— start Provided material —

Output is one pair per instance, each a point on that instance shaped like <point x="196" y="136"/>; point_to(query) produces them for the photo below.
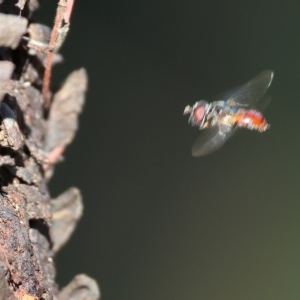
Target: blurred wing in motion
<point x="210" y="140"/>
<point x="249" y="94"/>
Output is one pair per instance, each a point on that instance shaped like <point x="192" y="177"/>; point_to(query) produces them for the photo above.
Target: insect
<point x="238" y="108"/>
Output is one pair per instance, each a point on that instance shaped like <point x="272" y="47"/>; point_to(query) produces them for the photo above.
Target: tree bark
<point x="35" y="129"/>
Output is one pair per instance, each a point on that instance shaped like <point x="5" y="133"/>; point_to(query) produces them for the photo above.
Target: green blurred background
<point x="158" y="223"/>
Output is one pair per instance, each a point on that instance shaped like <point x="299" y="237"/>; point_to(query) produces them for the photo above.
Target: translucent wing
<point x="249" y="94"/>
<point x="210" y="140"/>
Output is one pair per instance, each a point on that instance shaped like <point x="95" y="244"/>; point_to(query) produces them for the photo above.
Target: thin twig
<point x="63" y="7"/>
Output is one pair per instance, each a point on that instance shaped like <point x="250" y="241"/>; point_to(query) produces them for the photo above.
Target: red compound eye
<point x="199" y="114"/>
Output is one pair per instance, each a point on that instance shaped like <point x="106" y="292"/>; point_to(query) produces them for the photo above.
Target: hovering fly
<point x="237" y="108"/>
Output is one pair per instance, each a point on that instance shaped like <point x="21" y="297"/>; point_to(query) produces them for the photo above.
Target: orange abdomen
<point x="251" y="119"/>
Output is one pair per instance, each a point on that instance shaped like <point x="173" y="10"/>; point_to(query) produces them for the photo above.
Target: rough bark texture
<point x="32" y="139"/>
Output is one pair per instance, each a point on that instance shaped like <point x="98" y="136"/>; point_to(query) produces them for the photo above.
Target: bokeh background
<point x="158" y="223"/>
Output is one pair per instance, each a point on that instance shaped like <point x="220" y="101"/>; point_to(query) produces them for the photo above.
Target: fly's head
<point x="198" y="113"/>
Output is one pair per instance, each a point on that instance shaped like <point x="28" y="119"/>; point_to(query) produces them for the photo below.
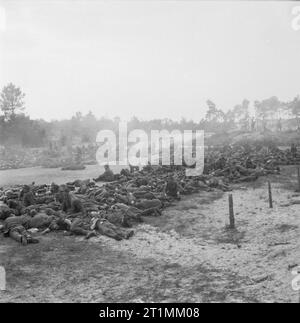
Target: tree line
<point x="16" y="128"/>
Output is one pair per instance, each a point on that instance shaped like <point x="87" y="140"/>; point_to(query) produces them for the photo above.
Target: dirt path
<point x="186" y="255"/>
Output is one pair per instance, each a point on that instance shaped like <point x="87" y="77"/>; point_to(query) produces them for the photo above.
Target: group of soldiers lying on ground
<point x="86" y="209"/>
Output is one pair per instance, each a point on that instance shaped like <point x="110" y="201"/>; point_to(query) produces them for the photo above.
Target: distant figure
<point x="294" y="150"/>
<point x="252" y="124"/>
<point x="78" y="156"/>
<point x="107" y="176"/>
<point x="279" y="125"/>
<point x="172" y="188"/>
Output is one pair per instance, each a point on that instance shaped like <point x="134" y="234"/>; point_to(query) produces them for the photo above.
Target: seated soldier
<point x="16" y="227"/>
<point x="150" y="207"/>
<point x="107" y="176"/>
<point x="171" y="188"/>
<point x="82" y="228"/>
<point x="28" y="197"/>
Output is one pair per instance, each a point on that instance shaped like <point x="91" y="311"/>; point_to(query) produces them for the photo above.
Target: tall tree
<point x="294" y="107"/>
<point x="11" y="101"/>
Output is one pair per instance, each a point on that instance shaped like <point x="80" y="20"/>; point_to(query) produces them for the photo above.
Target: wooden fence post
<point x="231" y="213"/>
<point x="270" y="195"/>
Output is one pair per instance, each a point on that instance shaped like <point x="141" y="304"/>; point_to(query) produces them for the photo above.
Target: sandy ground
<point x="186" y="255"/>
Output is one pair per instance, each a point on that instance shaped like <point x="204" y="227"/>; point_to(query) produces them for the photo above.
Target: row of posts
<point x="230" y="200"/>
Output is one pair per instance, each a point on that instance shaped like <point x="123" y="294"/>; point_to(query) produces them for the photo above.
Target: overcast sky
<point x="151" y="59"/>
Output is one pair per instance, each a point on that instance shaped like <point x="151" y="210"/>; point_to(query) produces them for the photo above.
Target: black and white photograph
<point x="149" y="154"/>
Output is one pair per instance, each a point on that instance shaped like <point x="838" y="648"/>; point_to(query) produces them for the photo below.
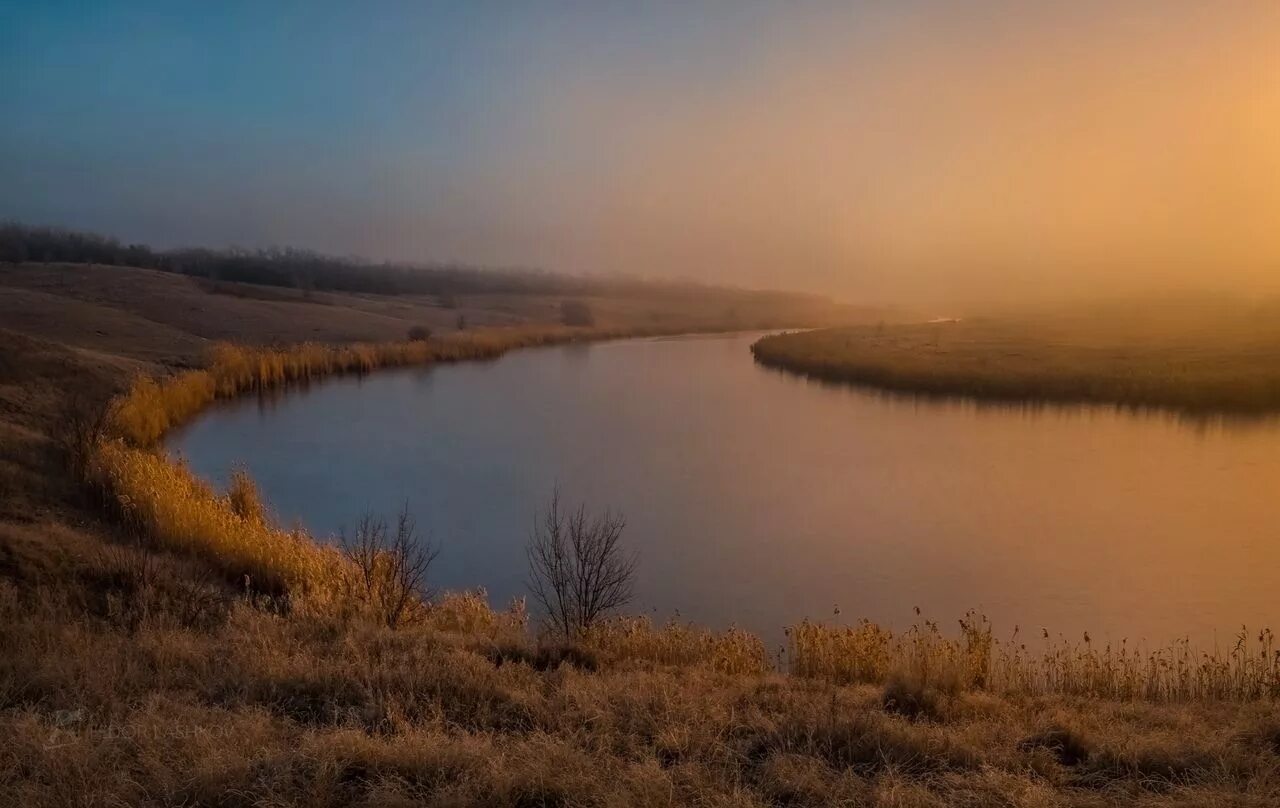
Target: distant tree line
<point x="311" y="270"/>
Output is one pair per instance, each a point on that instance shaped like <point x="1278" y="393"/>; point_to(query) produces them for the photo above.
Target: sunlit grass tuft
<point x="974" y="660"/>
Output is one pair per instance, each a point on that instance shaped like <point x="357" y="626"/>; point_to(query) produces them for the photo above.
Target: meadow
<point x="1198" y="357"/>
<point x="167" y="643"/>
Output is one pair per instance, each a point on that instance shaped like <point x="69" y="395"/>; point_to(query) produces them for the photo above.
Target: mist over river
<point x="758" y="498"/>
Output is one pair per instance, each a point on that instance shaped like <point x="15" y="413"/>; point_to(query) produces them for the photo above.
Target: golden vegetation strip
<point x="176" y="510"/>
<point x="974" y="660"/>
<point x="1202" y="370"/>
<point x="152" y="407"/>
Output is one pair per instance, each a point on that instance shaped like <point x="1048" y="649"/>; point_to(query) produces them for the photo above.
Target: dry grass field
<point x="1216" y="357"/>
<point x="140" y="667"/>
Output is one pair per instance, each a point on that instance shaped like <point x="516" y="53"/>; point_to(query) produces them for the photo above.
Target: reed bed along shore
<point x="1221" y="368"/>
<point x="165" y="502"/>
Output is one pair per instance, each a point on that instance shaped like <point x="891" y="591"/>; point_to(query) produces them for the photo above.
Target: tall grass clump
<point x="679" y="644"/>
<point x="974" y="660"/>
<point x="176" y="510"/>
<point x="151" y="407"/>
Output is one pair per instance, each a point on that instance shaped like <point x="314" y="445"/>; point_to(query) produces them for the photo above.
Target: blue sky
<point x="864" y="149"/>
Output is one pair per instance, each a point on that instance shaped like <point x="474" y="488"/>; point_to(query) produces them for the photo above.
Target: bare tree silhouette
<point x="579" y="570"/>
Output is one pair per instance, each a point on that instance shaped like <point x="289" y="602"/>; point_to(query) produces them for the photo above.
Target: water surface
<point x="757" y="497"/>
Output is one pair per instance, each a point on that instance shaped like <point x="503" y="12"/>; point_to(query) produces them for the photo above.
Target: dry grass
<point x="256" y="708"/>
<point x="136" y="669"/>
<point x="1214" y="359"/>
<point x="974" y="660"/>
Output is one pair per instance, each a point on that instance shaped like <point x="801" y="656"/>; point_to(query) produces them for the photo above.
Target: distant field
<point x="1200" y="357"/>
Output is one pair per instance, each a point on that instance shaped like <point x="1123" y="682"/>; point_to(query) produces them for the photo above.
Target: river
<point x="757" y="498"/>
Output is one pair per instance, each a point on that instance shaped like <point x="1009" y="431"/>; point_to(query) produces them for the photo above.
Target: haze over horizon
<point x="915" y="150"/>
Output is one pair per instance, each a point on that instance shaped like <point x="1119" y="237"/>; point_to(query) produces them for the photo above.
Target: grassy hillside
<point x="138" y="666"/>
<point x="1214" y="357"/>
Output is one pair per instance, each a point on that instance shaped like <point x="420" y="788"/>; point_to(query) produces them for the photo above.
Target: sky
<point x="869" y="150"/>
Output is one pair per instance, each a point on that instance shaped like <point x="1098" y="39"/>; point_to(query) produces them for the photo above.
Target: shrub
<point x="579" y="570"/>
<point x="389" y="571"/>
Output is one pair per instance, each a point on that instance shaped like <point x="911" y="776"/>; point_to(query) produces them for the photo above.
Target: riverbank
<point x="137" y="670"/>
<point x="1220" y="360"/>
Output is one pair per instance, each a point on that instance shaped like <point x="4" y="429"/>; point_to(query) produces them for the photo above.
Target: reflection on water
<point x="758" y="497"/>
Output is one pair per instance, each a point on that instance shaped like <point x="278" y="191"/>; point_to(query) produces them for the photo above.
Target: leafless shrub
<point x="391" y="569"/>
<point x="579" y="570"/>
<point x="82" y="424"/>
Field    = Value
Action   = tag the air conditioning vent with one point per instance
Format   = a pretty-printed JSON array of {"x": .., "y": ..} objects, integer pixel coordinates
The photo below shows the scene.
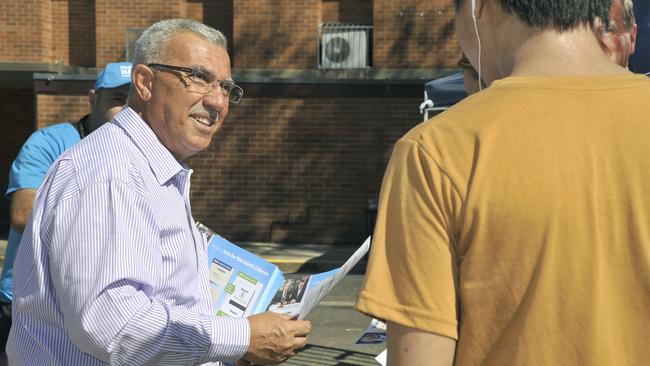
[{"x": 345, "y": 47}]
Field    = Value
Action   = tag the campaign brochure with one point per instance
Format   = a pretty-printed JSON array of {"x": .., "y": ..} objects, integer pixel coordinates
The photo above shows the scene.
[
  {"x": 374, "y": 334},
  {"x": 243, "y": 284}
]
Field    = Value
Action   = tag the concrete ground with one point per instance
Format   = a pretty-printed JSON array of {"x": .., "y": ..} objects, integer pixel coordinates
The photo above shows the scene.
[{"x": 336, "y": 325}]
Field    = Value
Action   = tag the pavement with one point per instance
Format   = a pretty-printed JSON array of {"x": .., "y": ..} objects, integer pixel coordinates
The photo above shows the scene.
[{"x": 336, "y": 325}]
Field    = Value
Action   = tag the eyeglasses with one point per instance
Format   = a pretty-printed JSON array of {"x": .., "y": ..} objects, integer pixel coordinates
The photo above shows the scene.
[
  {"x": 197, "y": 82},
  {"x": 464, "y": 63}
]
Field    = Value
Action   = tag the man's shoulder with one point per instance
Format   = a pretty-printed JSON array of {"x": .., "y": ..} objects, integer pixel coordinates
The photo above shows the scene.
[
  {"x": 105, "y": 155},
  {"x": 57, "y": 136}
]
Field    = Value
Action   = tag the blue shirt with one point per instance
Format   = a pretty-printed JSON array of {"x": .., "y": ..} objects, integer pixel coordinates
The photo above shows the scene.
[
  {"x": 112, "y": 268},
  {"x": 27, "y": 172}
]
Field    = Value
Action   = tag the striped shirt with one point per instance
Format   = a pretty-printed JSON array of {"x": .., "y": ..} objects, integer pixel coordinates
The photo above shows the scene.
[{"x": 111, "y": 268}]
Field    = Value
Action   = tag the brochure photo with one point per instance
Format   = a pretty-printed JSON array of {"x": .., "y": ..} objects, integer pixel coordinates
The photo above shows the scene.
[{"x": 243, "y": 284}]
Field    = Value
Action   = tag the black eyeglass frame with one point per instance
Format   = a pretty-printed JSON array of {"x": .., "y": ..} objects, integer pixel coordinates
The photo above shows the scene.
[{"x": 227, "y": 85}]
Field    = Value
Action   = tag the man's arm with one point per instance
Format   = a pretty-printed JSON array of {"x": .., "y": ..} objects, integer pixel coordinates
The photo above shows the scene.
[
  {"x": 275, "y": 338},
  {"x": 21, "y": 208},
  {"x": 409, "y": 346}
]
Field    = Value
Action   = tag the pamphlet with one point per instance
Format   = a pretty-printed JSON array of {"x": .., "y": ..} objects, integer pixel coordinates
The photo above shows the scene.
[
  {"x": 374, "y": 334},
  {"x": 244, "y": 284}
]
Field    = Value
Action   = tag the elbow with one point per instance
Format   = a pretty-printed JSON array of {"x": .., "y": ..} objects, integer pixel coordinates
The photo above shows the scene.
[{"x": 19, "y": 221}]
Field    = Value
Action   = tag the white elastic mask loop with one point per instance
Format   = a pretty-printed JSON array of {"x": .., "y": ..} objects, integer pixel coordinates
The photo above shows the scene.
[{"x": 478, "y": 41}]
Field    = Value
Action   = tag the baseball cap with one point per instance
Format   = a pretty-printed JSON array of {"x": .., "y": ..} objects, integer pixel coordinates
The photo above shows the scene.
[{"x": 114, "y": 74}]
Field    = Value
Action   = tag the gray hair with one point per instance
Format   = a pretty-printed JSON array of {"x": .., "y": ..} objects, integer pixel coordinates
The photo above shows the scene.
[{"x": 151, "y": 45}]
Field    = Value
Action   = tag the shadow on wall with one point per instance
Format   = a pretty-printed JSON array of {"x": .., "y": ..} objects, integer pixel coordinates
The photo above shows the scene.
[
  {"x": 309, "y": 165},
  {"x": 422, "y": 31}
]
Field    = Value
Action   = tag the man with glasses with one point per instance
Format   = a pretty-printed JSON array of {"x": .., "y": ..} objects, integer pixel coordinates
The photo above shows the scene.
[
  {"x": 112, "y": 269},
  {"x": 42, "y": 148}
]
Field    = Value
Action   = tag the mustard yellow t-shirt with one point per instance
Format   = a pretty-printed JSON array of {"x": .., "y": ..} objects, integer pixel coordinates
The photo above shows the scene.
[{"x": 518, "y": 223}]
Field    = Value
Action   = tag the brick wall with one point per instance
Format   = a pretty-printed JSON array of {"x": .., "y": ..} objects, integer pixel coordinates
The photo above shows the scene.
[
  {"x": 276, "y": 34},
  {"x": 347, "y": 11},
  {"x": 17, "y": 121},
  {"x": 60, "y": 31},
  {"x": 414, "y": 34},
  {"x": 60, "y": 108},
  {"x": 25, "y": 30},
  {"x": 82, "y": 33},
  {"x": 316, "y": 161},
  {"x": 114, "y": 17}
]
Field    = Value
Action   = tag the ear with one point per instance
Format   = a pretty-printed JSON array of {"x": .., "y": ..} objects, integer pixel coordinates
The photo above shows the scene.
[
  {"x": 92, "y": 99},
  {"x": 142, "y": 78},
  {"x": 633, "y": 38}
]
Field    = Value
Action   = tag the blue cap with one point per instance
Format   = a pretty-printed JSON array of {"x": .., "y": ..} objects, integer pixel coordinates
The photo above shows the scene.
[{"x": 114, "y": 75}]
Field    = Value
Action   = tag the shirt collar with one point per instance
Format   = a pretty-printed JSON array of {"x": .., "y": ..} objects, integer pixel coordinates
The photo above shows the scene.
[{"x": 162, "y": 162}]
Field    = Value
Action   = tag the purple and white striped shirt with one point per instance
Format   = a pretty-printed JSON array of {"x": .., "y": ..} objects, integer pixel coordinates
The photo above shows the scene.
[{"x": 112, "y": 269}]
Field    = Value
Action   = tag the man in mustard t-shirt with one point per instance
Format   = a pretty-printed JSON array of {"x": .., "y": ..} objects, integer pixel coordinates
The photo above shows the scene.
[{"x": 513, "y": 229}]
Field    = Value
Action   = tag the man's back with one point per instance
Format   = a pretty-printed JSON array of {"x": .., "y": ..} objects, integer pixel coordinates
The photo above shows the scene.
[{"x": 529, "y": 204}]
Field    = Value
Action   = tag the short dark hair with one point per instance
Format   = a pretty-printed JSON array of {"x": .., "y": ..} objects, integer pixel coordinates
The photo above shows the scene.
[{"x": 560, "y": 15}]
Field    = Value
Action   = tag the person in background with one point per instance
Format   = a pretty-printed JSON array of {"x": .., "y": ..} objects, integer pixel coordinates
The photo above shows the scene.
[
  {"x": 42, "y": 148},
  {"x": 617, "y": 37},
  {"x": 514, "y": 229},
  {"x": 112, "y": 268}
]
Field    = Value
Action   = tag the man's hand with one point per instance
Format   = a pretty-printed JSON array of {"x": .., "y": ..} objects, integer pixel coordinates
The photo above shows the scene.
[{"x": 275, "y": 338}]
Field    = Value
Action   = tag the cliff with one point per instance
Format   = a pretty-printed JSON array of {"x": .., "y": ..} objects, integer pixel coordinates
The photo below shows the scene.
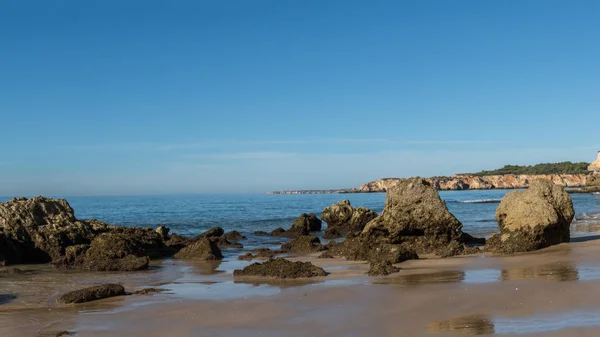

— end Provided material —

● **Prompt**: Identify every line in the listing above that contains the word "mustard", and copy each such line. Case counts.

● **Correct output**:
Action   = tag the mustard yellow t-shirt with one point per instance
Action   = tag the man in mustard t-shirt with one point per instance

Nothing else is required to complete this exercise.